Rewrite all the rows below, changing every "visually impaired user" to "low-vision user" and leaving everything else as it is.

EXTRACTED DATA →
• • • • •
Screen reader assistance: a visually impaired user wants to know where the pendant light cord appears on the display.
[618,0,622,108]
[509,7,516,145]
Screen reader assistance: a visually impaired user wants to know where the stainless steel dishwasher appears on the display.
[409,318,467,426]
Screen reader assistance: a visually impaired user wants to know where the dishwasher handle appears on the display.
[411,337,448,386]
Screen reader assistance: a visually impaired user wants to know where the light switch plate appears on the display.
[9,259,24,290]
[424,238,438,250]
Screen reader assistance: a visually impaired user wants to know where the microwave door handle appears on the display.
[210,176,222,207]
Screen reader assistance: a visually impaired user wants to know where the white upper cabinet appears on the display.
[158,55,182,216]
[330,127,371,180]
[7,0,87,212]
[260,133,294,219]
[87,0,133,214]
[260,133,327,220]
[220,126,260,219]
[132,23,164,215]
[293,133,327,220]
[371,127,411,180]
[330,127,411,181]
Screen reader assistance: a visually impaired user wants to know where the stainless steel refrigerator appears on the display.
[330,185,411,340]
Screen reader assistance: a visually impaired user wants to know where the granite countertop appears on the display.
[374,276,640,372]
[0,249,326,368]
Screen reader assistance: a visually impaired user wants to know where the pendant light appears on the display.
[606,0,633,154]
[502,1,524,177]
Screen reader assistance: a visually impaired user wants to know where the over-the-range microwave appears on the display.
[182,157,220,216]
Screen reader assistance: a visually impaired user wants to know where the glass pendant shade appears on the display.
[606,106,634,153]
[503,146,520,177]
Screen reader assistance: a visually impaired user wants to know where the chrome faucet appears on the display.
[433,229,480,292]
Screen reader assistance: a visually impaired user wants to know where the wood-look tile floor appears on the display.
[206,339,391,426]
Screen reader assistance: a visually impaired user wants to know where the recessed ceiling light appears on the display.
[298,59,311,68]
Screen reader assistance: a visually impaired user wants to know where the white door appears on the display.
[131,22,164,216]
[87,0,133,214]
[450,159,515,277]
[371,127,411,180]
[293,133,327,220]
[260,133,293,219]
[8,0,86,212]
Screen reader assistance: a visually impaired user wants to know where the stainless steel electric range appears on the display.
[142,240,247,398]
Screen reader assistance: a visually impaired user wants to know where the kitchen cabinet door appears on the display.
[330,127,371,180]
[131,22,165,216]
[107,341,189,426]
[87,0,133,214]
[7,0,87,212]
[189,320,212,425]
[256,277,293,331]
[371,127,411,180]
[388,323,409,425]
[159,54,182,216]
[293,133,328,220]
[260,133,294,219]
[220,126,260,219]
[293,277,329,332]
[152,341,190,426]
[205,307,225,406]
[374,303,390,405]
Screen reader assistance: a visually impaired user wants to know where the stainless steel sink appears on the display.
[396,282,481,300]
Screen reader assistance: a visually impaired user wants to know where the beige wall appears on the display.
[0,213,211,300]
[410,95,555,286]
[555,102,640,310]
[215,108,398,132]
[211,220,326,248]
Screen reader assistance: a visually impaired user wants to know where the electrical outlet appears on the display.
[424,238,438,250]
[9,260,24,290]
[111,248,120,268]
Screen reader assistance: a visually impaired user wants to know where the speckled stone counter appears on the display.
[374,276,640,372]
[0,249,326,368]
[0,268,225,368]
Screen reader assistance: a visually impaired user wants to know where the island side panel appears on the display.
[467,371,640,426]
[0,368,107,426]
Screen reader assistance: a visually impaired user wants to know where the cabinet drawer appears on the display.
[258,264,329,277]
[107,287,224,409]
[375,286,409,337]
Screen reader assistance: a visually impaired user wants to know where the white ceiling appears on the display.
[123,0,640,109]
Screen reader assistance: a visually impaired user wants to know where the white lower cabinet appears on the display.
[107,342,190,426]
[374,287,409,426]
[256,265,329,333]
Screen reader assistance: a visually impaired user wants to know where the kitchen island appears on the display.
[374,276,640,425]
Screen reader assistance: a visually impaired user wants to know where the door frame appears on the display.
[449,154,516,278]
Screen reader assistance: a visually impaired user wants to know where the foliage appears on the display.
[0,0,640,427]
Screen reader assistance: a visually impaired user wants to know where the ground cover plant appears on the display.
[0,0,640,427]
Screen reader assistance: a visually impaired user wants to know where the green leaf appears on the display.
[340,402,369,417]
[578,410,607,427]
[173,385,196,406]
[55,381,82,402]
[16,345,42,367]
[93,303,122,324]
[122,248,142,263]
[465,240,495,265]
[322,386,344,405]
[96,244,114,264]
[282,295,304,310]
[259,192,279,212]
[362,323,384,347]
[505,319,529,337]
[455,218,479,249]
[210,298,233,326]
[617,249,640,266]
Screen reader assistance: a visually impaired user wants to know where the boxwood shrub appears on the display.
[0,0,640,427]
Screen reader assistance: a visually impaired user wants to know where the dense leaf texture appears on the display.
• • • • •
TASK ANSWER →
Screen reader assistance: a low-vision user wants to know where the pendant light cord appears on the display.
[618,0,622,108]
[509,7,516,145]
Screen reader assistance: a low-vision user wants to know where the stainless steel dishwasher appears on the display.
[409,318,467,426]
Screen reader assistance: a low-vision user wants to know where the dishwasher handle appears on the display.
[411,337,448,386]
Screen reader assistance: a low-vision user wants to know where the light switch plate appears on the display.
[9,259,24,290]
[424,238,438,250]
Screen reader assistance: a low-vision user wants to know where the microwave door handle appears on the display.
[210,176,222,207]
Screen reader assistance: a low-vision user wants to know where the white upper cabinet appears on the display.
[158,55,182,216]
[330,127,371,180]
[7,0,87,212]
[260,133,294,219]
[87,0,133,214]
[260,133,327,220]
[220,126,260,219]
[132,23,164,215]
[293,133,327,220]
[371,127,411,180]
[330,127,411,181]
Screen reader assistance: a low-vision user wants to know where the stainless steel refrigerator appears on the display.
[330,185,411,340]
Screen reader assistance: a low-vision user wants to know where the granite countertop appears on the display.
[374,276,640,372]
[0,249,326,368]
Screen reader assistance: a low-vision user wants to know where the pendant light appears on the display.
[606,0,633,154]
[502,1,524,177]
Screen reader assistance: a low-vision user wants to know where the over-the-range microwave appears on the display.
[182,157,220,216]
Screen reader assistance: a low-vision user wants to know where the glass pendant shade appears on the display.
[606,106,634,153]
[503,146,520,177]
Screen reader assistance: a low-vision user wants to know where the chrome faucet appears on the display.
[433,229,480,292]
Screen reader assistance: a low-vision user wants to know where the wood-look tile floor appears on the display.
[206,339,391,426]
Screen reader assistance: a low-vision user wants to know where the recessed ceiling light appears on the display.
[298,59,311,68]
Screen reader assistance: a low-vision user wants to know where the white door appears on the display.
[131,22,164,216]
[87,0,133,214]
[450,159,515,277]
[371,127,411,180]
[293,133,327,220]
[260,133,293,219]
[8,0,86,212]
Screen reader assistance: a low-vision user wants to know where the stainless steel electric range appears on the display.
[142,240,247,398]
Screen reader assistance: a low-vision user wants to know where the kitchen cabinet door appears on the display.
[330,127,371,180]
[131,22,165,216]
[107,341,189,426]
[87,0,133,214]
[7,0,87,212]
[189,320,212,425]
[256,277,293,331]
[371,127,411,180]
[388,323,409,425]
[159,54,182,216]
[293,133,328,220]
[260,133,294,219]
[220,126,260,219]
[293,277,329,332]
[152,341,190,426]
[205,307,225,406]
[374,303,390,405]
Screen reader assistance: a low-vision user wants to know where the stainless steel sink appears on the display.
[396,282,481,300]
Screen reader assistance: a low-vision user wants to know where the beige wall appears on the display.
[0,213,211,300]
[410,95,555,286]
[555,102,640,310]
[215,108,398,132]
[211,220,326,248]
Screen reader assistance: a low-vision user wants to know where the electrical outlet appears on the display.
[424,238,438,250]
[9,260,24,290]
[111,248,120,268]
Screen reader assistance: a low-vision user wants to know where the speckled stone counter appears on the display.
[374,276,640,372]
[0,249,326,368]
[0,268,225,368]
Screen reader assistance: a low-vision user wants to know where the island side panel appears on the display.
[467,371,640,426]
[0,368,107,426]
Screen reader assistance: a low-vision user wants to know where the cabinet drawer appears on the display.
[258,264,329,277]
[107,287,224,409]
[375,286,409,337]
Screen reader assistance: a low-vision user wants to know where the white ceiling appears on the display.
[123,0,640,109]
Screen reader assistance: a low-vision user wants to know where the white lower cabinet appears on the display.
[107,342,190,426]
[374,287,409,426]
[256,265,329,333]
Screen reader assistance: a low-vision user wants to know where the kitchen island appears on the display.
[374,276,640,425]
Screen reader assistance: a low-vision user wants to know where the door frame appears on the display.
[449,154,516,278]
Screen reader assistance: a low-vision user wants to know where the foliage appears on the display.
[0,0,640,427]
Screen reader assistance: a low-vision user wants to know where the ground cover plant appears on the display.
[0,0,640,427]
Screen reader assistance: a low-vision user wants to know where the green leaf appears on the display.
[340,402,369,417]
[578,410,607,427]
[173,385,196,406]
[55,381,82,402]
[16,345,42,367]
[93,303,122,324]
[122,248,142,263]
[465,240,495,265]
[322,386,344,405]
[96,244,114,264]
[282,295,304,310]
[259,192,279,212]
[362,323,384,347]
[505,319,529,337]
[455,218,479,249]
[210,298,233,326]
[617,249,640,266]
Screen reader assistance: a low-vision user wants to know where the boxwood shrub appears on the display.
[0,0,640,427]
Screen reader assistance: a low-vision user wants to know where the dense leaf texture appears on the display.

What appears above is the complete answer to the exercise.